Recast every line of the records below as a numbered list with one item per line, skipping any blank lines. Leave the pictures out of your list.
--- Start ---
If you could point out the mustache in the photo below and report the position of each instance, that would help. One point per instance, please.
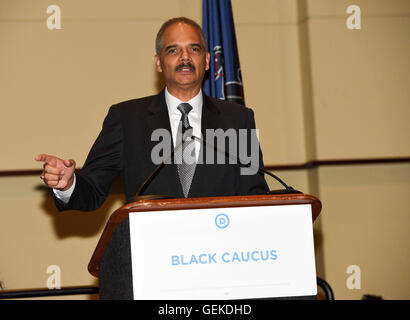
(185, 65)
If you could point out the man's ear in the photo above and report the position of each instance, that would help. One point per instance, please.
(158, 63)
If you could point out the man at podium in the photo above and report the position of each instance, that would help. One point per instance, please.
(126, 142)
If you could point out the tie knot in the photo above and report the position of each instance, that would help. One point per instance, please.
(185, 108)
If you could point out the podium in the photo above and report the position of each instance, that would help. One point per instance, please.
(178, 242)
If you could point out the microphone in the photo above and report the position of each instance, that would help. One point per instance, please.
(287, 190)
(139, 197)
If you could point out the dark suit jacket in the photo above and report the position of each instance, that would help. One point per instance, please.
(123, 148)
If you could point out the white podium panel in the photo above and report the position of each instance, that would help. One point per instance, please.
(226, 253)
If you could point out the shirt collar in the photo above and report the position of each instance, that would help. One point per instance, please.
(173, 103)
--- End ---
FULL SOLUTION:
1. If you could point out the mustache in the photo below and report the position of each instance, that would help. One point per instance, please.
2. (185, 65)
3. If you could point out the man's ear in the photo above and report the position of each instance, that would help. One point per instance, please.
4. (158, 63)
5. If you could point out the man at podium in the photo above and report the position of each instance, that would help. One point per instance, please.
6. (126, 142)
7. If you could point out the tie knot in the photo above and report the position of each instance, that would help. One point per instance, please.
8. (185, 108)
9. If you could point out the podium in the photo above and report the position of each instance, that would help. One point per instance, please.
10. (178, 242)
11. If you could point out the microphone in the photo above and report the position of each instance, that would help. One point per instance, please.
12. (287, 190)
13. (139, 197)
14. If you could point out the dark suit jacket in the photo above and report the position of each instance, that would help. One point per instance, please.
15. (123, 148)
16. If you could point out the white podium panel in the photo above and report the position of each instance, that would help. One point per instance, please.
17. (226, 253)
18. If you could point out the shirt collar in the photo above and report the position of each instance, that would help. One point per instance, please.
19. (173, 103)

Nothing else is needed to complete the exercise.